# [Work to be completed]
Go over the lines below, and when one contains the word "carefully", copy it.

# [Record extracts]
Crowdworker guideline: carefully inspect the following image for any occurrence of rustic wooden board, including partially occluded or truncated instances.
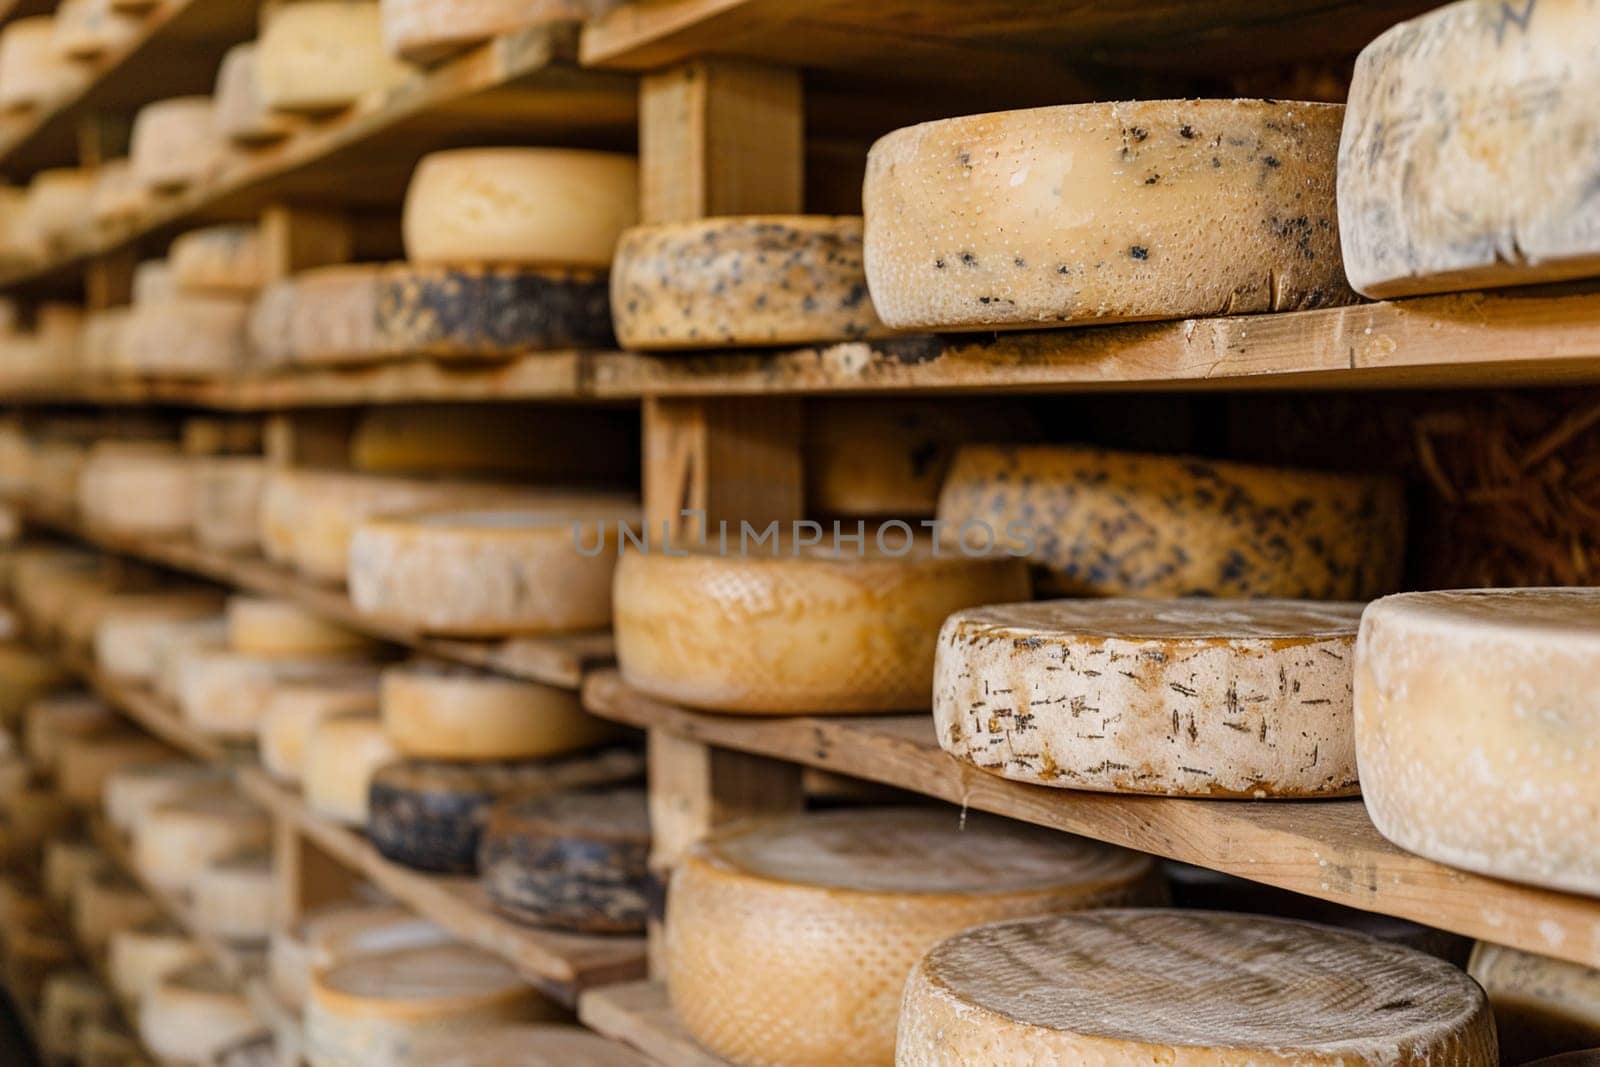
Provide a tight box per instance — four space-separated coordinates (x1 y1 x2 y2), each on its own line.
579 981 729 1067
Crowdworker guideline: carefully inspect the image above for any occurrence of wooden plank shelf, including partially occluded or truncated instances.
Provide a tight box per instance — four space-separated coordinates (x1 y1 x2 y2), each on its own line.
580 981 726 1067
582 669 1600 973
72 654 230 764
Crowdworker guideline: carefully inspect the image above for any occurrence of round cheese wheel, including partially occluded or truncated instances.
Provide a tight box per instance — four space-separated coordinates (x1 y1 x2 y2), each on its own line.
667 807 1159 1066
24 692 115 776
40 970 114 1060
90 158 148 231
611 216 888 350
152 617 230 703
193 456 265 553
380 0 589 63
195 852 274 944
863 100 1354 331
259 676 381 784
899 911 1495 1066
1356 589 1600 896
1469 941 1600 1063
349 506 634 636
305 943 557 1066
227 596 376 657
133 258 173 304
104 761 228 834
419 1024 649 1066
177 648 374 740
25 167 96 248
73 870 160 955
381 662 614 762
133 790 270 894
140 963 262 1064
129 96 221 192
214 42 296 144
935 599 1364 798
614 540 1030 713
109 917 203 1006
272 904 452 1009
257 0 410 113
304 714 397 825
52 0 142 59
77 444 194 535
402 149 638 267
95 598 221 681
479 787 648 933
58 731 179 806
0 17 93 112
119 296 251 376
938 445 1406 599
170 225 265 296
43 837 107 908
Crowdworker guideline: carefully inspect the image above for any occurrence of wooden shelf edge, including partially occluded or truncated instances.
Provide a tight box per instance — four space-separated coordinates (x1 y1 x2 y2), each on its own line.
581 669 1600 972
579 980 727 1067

# [Solution for this task]
Crowdworker guideline: carefully inspect the following image for any occurrence of rustic wooden board, including partially occluded or truncated instances.
Crowdworker guideline: carefully inspect the image above for any occurrence of wooden plank shelf, including partially occluded or truncated instances.
Crowdworker guideline: carefully inspect the image above for any occurrence of round cheese wheel, including partially occluded or truncated instances.
Crowdworker guideline: carefully inspect the image above for any occurrence of wooden shelf edge, including partially occluded or truncated instances.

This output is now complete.